WHAT YOU HAVE TO DO
In the entries below, find every line with "wooden" and copy it.

** Opening DATA SHOWN block **

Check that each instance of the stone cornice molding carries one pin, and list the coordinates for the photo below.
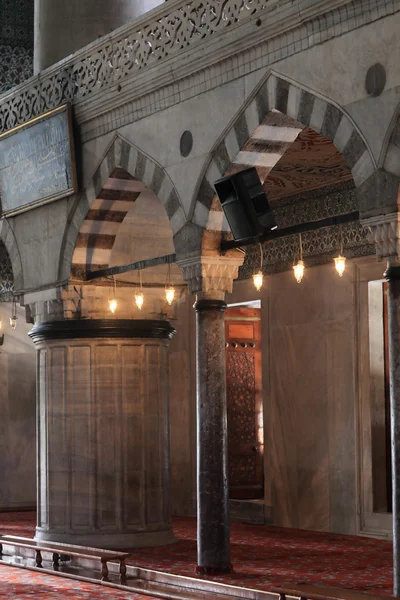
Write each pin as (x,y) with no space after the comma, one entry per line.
(384,232)
(211,275)
(121,77)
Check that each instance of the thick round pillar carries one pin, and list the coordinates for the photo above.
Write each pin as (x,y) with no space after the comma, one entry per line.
(212,457)
(393,276)
(103,473)
(65,26)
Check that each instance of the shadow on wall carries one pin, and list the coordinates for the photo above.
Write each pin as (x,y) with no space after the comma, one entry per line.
(17,413)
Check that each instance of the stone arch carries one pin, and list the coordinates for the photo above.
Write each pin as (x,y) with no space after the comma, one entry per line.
(141,168)
(10,258)
(275,92)
(390,155)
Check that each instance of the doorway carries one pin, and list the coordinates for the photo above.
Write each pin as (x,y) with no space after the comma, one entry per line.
(244,401)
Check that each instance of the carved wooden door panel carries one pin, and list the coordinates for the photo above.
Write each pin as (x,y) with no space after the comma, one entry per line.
(244,402)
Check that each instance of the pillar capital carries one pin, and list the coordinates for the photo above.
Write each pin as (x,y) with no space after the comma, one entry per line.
(211,276)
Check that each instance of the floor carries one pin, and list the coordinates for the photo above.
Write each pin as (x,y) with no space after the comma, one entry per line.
(263,556)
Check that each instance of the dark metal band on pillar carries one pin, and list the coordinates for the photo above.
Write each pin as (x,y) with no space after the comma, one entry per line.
(102,328)
(393,276)
(213,540)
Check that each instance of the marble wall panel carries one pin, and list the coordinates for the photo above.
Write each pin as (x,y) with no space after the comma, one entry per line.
(309,386)
(182,410)
(17,415)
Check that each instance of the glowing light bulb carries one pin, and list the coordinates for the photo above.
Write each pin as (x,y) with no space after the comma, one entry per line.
(139,299)
(340,264)
(258,280)
(299,271)
(170,294)
(113,305)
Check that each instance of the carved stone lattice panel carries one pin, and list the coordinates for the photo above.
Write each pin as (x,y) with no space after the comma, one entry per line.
(240,392)
(16,65)
(123,55)
(319,247)
(16,42)
(6,276)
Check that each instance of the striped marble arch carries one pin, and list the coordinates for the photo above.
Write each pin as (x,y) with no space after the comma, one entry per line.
(122,176)
(99,229)
(262,132)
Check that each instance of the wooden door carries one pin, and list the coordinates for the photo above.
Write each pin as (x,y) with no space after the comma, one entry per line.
(244,402)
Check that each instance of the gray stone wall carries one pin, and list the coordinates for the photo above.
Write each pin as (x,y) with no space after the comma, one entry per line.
(17,414)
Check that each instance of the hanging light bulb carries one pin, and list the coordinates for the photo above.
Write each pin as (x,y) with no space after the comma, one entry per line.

** Closing DATA SHOWN block **

RESULT OF THE TASK
Check that each instance of the carved wooden door panel carries one pin, and list the coordinates for the photo above.
Check that each instance of the wooden door carries one pin, and list the coordinates for the photo above.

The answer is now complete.